:: PROVIDED INFORMATION ::

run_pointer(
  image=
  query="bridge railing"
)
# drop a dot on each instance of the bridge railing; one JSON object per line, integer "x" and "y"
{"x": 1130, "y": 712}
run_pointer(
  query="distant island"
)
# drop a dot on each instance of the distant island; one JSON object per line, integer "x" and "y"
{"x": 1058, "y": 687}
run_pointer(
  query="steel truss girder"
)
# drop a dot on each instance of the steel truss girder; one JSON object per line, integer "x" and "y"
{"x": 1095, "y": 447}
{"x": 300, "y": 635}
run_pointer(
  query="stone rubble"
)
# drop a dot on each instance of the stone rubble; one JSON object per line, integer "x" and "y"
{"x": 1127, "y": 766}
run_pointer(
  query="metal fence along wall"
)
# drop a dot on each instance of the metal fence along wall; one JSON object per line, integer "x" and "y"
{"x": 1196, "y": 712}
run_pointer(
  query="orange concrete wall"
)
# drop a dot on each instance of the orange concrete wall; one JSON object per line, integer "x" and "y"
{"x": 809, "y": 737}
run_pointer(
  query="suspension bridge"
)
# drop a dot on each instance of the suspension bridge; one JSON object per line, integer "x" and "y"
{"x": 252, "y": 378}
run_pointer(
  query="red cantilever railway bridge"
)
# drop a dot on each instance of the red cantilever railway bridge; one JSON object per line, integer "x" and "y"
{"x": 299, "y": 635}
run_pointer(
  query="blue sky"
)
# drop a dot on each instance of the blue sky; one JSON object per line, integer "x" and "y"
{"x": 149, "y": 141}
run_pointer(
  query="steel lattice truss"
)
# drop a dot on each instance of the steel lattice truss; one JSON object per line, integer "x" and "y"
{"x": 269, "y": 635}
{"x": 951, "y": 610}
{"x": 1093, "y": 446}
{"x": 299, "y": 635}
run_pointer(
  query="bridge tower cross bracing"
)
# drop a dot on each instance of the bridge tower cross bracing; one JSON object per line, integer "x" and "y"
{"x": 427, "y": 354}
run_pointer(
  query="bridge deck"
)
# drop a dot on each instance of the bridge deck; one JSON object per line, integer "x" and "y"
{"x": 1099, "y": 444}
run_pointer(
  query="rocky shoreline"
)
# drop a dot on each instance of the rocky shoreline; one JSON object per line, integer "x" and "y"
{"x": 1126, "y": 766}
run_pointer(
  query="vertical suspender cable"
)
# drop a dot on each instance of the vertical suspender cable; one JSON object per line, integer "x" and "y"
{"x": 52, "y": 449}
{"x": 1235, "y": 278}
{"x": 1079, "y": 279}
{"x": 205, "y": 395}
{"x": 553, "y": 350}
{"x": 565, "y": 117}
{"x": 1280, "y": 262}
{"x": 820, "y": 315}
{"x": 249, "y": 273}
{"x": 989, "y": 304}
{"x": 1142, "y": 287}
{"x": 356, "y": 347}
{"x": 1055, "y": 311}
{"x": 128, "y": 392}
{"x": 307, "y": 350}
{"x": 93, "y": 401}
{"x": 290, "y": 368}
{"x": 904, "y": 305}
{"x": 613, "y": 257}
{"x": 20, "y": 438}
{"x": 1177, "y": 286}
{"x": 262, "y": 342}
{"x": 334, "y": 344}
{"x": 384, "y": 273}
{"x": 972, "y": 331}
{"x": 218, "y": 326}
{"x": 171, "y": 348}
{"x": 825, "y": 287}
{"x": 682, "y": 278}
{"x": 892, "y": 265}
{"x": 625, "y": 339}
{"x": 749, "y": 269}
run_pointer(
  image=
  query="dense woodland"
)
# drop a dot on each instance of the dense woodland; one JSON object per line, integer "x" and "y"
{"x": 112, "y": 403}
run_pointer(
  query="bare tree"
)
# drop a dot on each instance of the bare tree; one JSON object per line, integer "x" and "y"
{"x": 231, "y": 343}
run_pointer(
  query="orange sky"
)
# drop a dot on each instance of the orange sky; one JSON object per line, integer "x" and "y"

:::

Show every line of the listing that contains the word "lattice".

OUTPUT OF THE EXERCISE:
  query="steel lattice truss"
# drop a dot on each instance of the steel lattice truss; one JSON object per line, integer "x" and "y"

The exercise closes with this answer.